▸ **TASKS TO CARRY OUT**:
**a.** The talk on non-Euclidean geometry describes the geometries invented by early 19th-century mathematicians. List the properties it gives for those geometries.
**b.** Carry on the talk on non-Euclidean geometry, starting after its last sentence.

▸ **PASSAGE TO READ**:
------------------------------------------------------------------------

Now, right until the beginning of the 19th century,
it was believed that this was the one and only possible geometry,
and that this is how the world actually was.
And so the discovery of Euclidean geometry in its rules had a deep,
philosophical and religious significance for many people,
because it showed that human thinking could get at part of the ultimate truth of reality.
And so there was a major shock to the system when the early 19th century
mathematicians discovered that you could invent other geometries,
which were logically self-consistent, but they were not Euclidean.
So they were geometries which applied on curved surfaces.
So if you looked at a Euclidean triangle in a curved mirror,
you would see a rather bent triangle.
And so all of a sudden, mathematics was about the free invention of rules and regulations,
which just had to be logically consistent.
And they didn't actually have to have examples in the real world that you could point at.
And people started writing peculiar books and pamphlets with titles like non-Euclidean forms of government
or non-Euclidean economics, that non-Euclidean became a sort of byword for something
that was relativist and anti-establishment and so forth.
So I think this is one of the messages of modern mathematics
is that it works jolly well as a description of nature.
It doesn't have to, but you can invent any structures you want.

------------------------------------------------------------------------

(Collected data entries)
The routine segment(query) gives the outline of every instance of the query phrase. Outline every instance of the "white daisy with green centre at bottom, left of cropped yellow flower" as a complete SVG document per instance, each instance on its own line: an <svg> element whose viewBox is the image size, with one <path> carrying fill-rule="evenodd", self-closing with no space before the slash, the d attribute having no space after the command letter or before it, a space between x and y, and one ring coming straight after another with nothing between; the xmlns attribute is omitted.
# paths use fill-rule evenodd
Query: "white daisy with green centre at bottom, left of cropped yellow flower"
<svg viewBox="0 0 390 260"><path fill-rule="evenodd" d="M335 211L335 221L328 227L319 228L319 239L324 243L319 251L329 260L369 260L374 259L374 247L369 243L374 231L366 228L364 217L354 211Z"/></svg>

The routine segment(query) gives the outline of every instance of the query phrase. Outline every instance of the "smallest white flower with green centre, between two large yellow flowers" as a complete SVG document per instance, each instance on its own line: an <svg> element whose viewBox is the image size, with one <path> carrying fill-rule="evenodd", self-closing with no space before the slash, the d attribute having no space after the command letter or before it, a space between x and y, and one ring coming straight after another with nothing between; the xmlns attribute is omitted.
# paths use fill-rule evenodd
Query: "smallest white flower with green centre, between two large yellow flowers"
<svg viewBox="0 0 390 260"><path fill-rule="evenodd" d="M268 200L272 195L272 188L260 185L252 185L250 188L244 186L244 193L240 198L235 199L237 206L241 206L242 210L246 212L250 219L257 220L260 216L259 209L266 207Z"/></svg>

------------------------------------------------------------------------

▸ **ANSWER SET**:
**a.**
- They were logically self-consistent.
- They were not Euclidean.
- They applied on curved surfaces.

**b.**
Mathematical existence just means it's logically self-consistent.
Margaret Boisheim, can I come to the point of the nature of mathematics,
whether it's a process of discovery, whether mathematics are there,
whether calculus is there, whether Newton and Leibniz discovered it or not,
or whether mathematics is there, or whether it's an invention.
They don't exist without being observed.
Could you give us your views on that?
Yes, the question is generally put in that terms,
is it discovered or invented?
And I think that that is actually a little bit of a wrong way
of characterising the problem.
And I think I agree with what John has just said,
that I have always believed that mathematics is the language of pattern.
It is the formal language in which we can discuss formally the properties of patterns and relationships between various patterns.
And as John said, because the world is structured, because it's not complete chaos, there must be patterns in it.
So it's not surprising that we find mathematical patterns in nature.
But I don't think that necessarily means that those patterns are invented.
However, what I do reject is the notion that those patterns have some archetypal transcendent,
existence without conscious human beings there to find them.
So if there were on other planets, there are not mathematics on other planets.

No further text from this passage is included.